**YOUR INSTRUCTIONS:** Among the records below, find each line that includes the string "jacket" and copy it.
--- DATA SECTION Enclosed Below ---
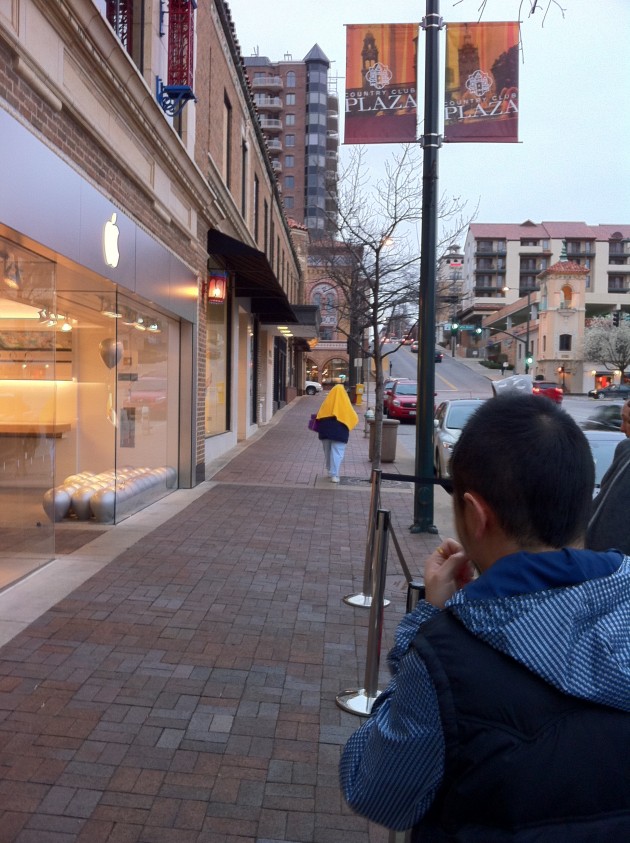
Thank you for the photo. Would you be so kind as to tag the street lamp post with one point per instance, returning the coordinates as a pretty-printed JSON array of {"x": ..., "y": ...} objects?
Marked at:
[
  {"x": 526, "y": 340},
  {"x": 529, "y": 316},
  {"x": 431, "y": 141}
]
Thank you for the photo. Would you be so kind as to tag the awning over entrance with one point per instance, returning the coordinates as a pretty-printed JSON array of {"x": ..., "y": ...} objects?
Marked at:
[
  {"x": 309, "y": 319},
  {"x": 255, "y": 279}
]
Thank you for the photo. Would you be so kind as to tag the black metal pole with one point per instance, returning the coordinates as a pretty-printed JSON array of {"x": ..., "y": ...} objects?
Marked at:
[
  {"x": 529, "y": 309},
  {"x": 423, "y": 495}
]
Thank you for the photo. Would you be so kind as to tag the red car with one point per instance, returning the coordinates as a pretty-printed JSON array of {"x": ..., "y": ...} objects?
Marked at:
[
  {"x": 387, "y": 388},
  {"x": 401, "y": 401},
  {"x": 553, "y": 391}
]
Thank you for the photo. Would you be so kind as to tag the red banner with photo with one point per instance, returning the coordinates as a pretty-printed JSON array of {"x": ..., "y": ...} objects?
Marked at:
[
  {"x": 381, "y": 83},
  {"x": 481, "y": 90}
]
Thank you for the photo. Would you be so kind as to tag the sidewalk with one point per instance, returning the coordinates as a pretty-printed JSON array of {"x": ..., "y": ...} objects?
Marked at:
[{"x": 175, "y": 679}]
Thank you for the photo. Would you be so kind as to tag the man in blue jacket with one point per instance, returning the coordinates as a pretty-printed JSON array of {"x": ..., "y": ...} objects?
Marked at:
[{"x": 507, "y": 718}]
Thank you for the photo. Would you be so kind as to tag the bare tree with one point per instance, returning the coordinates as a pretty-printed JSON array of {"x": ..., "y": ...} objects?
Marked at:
[
  {"x": 608, "y": 344},
  {"x": 375, "y": 258}
]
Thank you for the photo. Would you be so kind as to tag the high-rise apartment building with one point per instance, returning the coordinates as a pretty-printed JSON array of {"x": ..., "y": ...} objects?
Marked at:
[{"x": 299, "y": 114}]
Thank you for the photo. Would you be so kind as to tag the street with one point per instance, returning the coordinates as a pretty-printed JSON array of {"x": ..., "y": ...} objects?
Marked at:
[{"x": 457, "y": 379}]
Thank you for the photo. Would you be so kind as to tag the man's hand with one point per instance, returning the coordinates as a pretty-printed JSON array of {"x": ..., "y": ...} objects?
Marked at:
[{"x": 446, "y": 571}]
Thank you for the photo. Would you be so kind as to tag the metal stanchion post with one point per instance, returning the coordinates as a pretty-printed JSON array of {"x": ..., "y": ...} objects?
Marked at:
[
  {"x": 364, "y": 599},
  {"x": 399, "y": 836},
  {"x": 361, "y": 701}
]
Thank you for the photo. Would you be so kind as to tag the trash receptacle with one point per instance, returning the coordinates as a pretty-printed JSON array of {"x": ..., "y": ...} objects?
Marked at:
[{"x": 388, "y": 443}]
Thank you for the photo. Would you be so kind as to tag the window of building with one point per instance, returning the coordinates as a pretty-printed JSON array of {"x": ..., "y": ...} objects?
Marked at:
[
  {"x": 216, "y": 387},
  {"x": 126, "y": 17},
  {"x": 256, "y": 205},
  {"x": 335, "y": 370},
  {"x": 616, "y": 282},
  {"x": 265, "y": 224},
  {"x": 227, "y": 140}
]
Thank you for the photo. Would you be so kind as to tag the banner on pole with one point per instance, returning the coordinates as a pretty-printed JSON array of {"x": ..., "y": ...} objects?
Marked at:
[
  {"x": 381, "y": 83},
  {"x": 481, "y": 89}
]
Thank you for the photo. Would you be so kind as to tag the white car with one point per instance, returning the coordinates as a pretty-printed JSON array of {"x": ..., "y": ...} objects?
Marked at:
[{"x": 450, "y": 418}]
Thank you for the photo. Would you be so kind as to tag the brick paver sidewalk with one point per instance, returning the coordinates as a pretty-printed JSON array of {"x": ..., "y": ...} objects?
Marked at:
[{"x": 186, "y": 692}]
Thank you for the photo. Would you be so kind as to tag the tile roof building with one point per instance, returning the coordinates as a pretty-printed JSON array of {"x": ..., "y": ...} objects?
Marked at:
[{"x": 568, "y": 271}]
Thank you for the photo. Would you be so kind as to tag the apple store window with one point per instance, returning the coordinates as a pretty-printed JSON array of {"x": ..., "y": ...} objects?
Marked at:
[{"x": 216, "y": 401}]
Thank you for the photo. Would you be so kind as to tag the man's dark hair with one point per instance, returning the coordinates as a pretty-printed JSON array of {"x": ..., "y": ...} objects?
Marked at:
[{"x": 532, "y": 464}]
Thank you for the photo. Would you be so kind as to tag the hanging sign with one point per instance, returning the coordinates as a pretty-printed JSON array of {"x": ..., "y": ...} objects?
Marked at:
[
  {"x": 481, "y": 88},
  {"x": 381, "y": 88}
]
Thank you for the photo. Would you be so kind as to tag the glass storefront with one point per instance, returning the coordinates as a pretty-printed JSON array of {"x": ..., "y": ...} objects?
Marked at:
[
  {"x": 217, "y": 347},
  {"x": 89, "y": 403},
  {"x": 35, "y": 402}
]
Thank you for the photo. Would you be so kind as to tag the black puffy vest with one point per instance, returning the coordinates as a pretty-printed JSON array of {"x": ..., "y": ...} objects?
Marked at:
[{"x": 524, "y": 762}]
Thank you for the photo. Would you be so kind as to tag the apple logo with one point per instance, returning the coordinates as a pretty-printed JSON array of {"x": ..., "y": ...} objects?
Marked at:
[{"x": 110, "y": 242}]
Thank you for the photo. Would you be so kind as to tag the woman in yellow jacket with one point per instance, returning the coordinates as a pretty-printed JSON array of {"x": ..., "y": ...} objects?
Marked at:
[{"x": 336, "y": 418}]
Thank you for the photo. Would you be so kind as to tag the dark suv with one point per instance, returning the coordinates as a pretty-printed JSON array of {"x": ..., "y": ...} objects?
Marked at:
[{"x": 553, "y": 391}]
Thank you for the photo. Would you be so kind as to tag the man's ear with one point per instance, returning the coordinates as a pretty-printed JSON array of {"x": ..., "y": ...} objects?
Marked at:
[{"x": 477, "y": 514}]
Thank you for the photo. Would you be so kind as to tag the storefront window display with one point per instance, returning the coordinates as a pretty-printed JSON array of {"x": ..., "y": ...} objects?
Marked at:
[
  {"x": 89, "y": 403},
  {"x": 335, "y": 371},
  {"x": 217, "y": 345},
  {"x": 34, "y": 400}
]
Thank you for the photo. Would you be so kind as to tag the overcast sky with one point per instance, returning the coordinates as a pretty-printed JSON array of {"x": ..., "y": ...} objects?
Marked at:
[{"x": 572, "y": 161}]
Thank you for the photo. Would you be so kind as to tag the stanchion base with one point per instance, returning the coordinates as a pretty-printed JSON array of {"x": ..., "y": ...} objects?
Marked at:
[
  {"x": 364, "y": 601},
  {"x": 356, "y": 702}
]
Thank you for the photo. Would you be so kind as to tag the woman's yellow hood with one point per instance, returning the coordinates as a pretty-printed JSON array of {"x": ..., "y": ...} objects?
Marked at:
[{"x": 338, "y": 404}]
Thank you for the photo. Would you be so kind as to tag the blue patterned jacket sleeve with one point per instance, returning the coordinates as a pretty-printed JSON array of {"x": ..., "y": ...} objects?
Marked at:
[{"x": 393, "y": 765}]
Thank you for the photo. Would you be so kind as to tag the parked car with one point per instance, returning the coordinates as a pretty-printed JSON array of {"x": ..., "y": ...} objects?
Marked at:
[
  {"x": 450, "y": 418},
  {"x": 603, "y": 444},
  {"x": 401, "y": 401},
  {"x": 550, "y": 390},
  {"x": 387, "y": 388},
  {"x": 606, "y": 417},
  {"x": 311, "y": 387},
  {"x": 614, "y": 390}
]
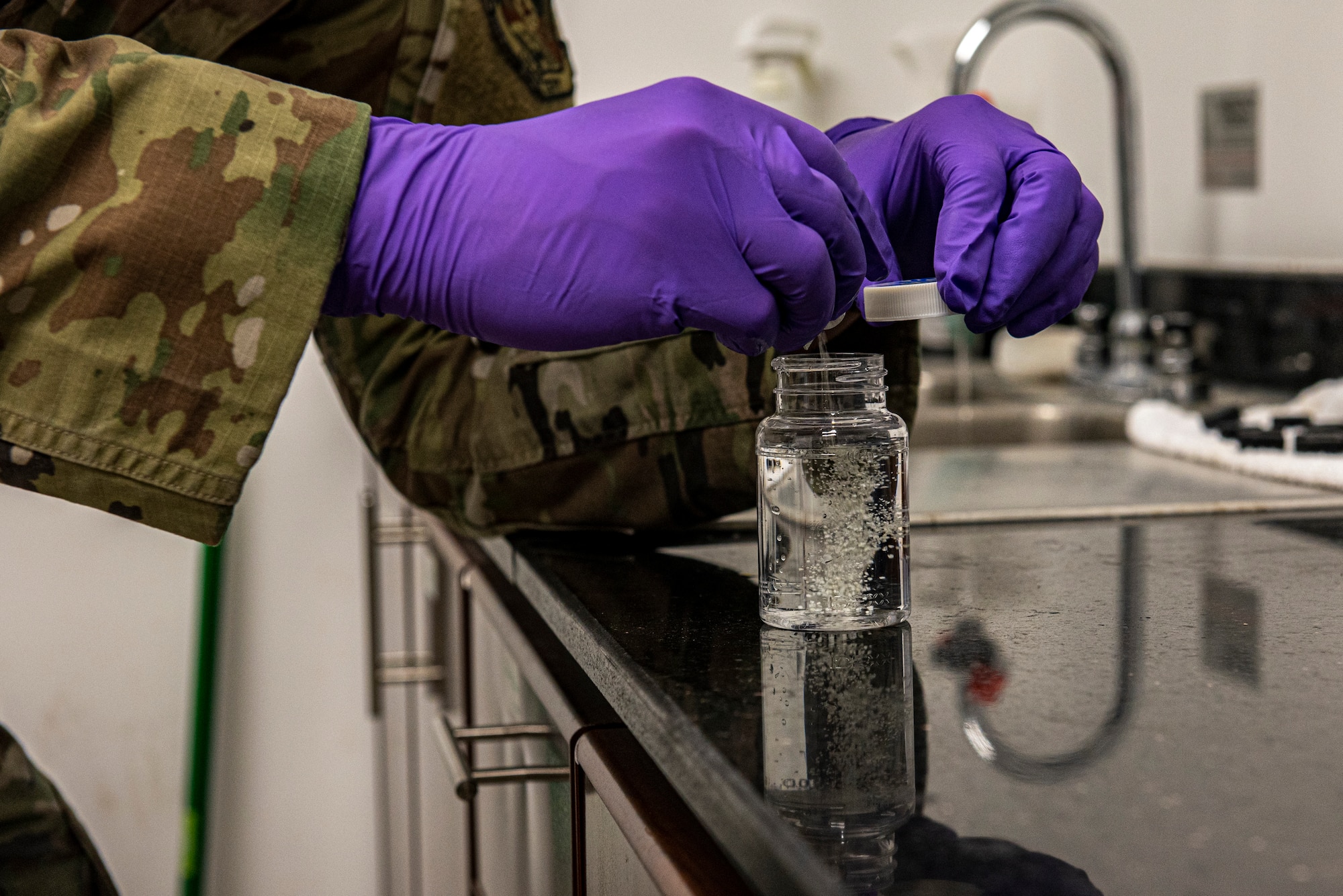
--- End of Enclosed DATA SECTION ---
**RESPONSE AREA:**
Thank you for the photo. Would you be so kind as to tag the man in blue jacket with one point per instance, returning the coordinates as a pretty-printed JSON array of {"x": ..., "y": ...} objects?
Thank you for the photo. Would you be so kind as to tag the woman in yellow jacket with one point per instance, returning the coordinates as a pretty-printed JSON array of {"x": ..., "y": ...} objects?
Thank you for the photo. Would you be so kind as to tag the blue patterned jacket sleeve with one point per instance, returning the coordinates as a pretty-printed JSON array of {"x": ..., "y": ...} objects?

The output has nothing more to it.